--- start of Source ---

We pass over the account given by our author of the usages and manners of the present population of New Mexico, in order to turn to his description of the Pueblos, or villages composed of descendants of the native tribes, who have adopted the religion of their conquerers. At the time of the conquest, they are believed to have been quite numerous, occupying at least a hundred villages; but the number of their villages is now reduced to twenty. They are a sober and industrious race, given to few vices, except such as they have borrowed from the Spaniards, by far the best horticulturists who are to be found in the country, and many of them owners of large numbers of horses and cattle. Their present number is believed not to exceed ten thousand. Each Pueblo is governed by a cacique or gobernadocillo, chosen by the inhabitants, but receiving his commission from the governor of New Mexico. Whenever any public business is to be transacted, the principal chiefs of the Pueblo are convened by the cacique, usually under ground, and all questions are decided by vote. Their proceedings are kept profoundly secret; a good device for protecting the meeting from the infliction of interminable speeches. All subjects appertaining to the police of the village, and the preservation of morality and order, are within their jurisdiction. To them also belongs the right of electing a capitan de guerra, or commander, who is expected to defend the public interests alike in the council-chamber and the field. The people,

though not deficient in bravery, have no strong passion for war; such an inclination could hardly exist in connection with their habitual industry; but when engaged in hostilities, they are said to be ferocious and cruel, not, however, beyond the fashion and example of their Mexican neighbours. Since the period of the conquest, they appear to have degenerated; in the arts, the manufacture of cotton and woollen for example, they are inferior to their ancestors, as well as to the tribes that still retain their liberty.

--- end of Source ---
--- start of Information supplied ---

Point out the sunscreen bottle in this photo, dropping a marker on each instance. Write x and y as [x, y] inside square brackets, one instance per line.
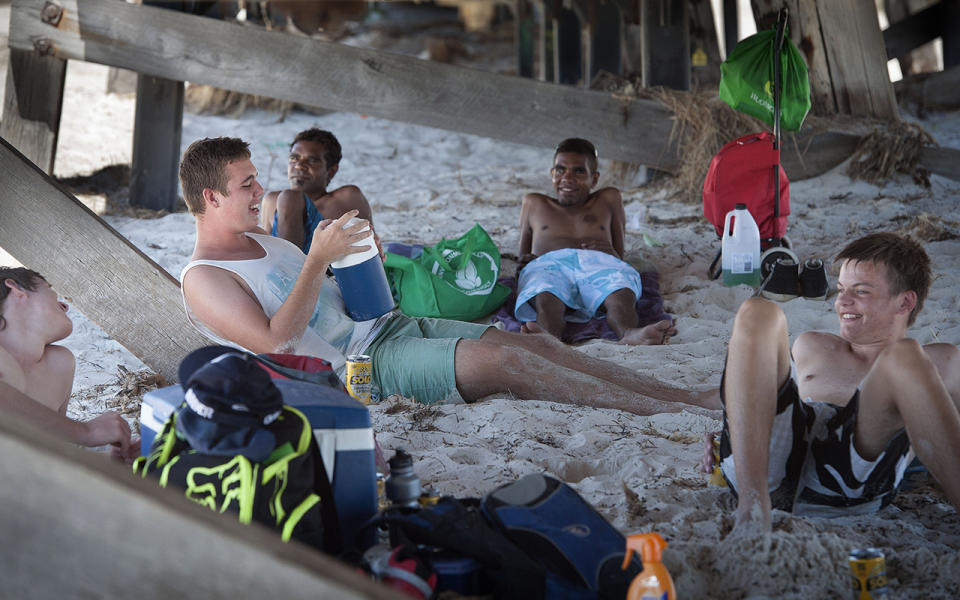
[654, 582]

--- end of Information supplied ---

Short problem
Resume the passage on the Pueblo villages of New Mexico, picking up after its final sentence. The data above has no connection to the text on the New Mexico Pueblos.

Result of the task
Mr. Gregg devotes a considerable portion of his work to an account of his visit for commercial purposes to the department of Chihuahua, and its places of most prominent. interest. This, with a geographical account of the prairies, and a general description of the Indians of the frontier and the prairies, occupies his second volume. The following account of a part of his Chihuahua expedition will give the reader an idea of his style :

"About twelve miles south of Carrizal there is one of the most charming warm springs, called Ojo Caliente, where we arrived the next day. It forms a basin some thirty feet long by about half that width, and just deep and warm enough for a delightful bath at all seasons of the year. Were this spring (whose outlet forms a bold little rivulet) anywhere within the United States, it would doubtless be converted into a place of fashionable resort. There appears to be a curious phenomenon connected with this spring. It proceeds, no doubt, from the little river of Cármen, which passes within half a mile, and finally discharges itself into the small lake of Patos before mentioned. All the water of this stream disappears in the sand several miles above the spring; and what medium it traverses in its subterranean passage to impart to it so high a temperature, before breaking out in this fountain, would afford to the geologist an interesting subject of inquiry.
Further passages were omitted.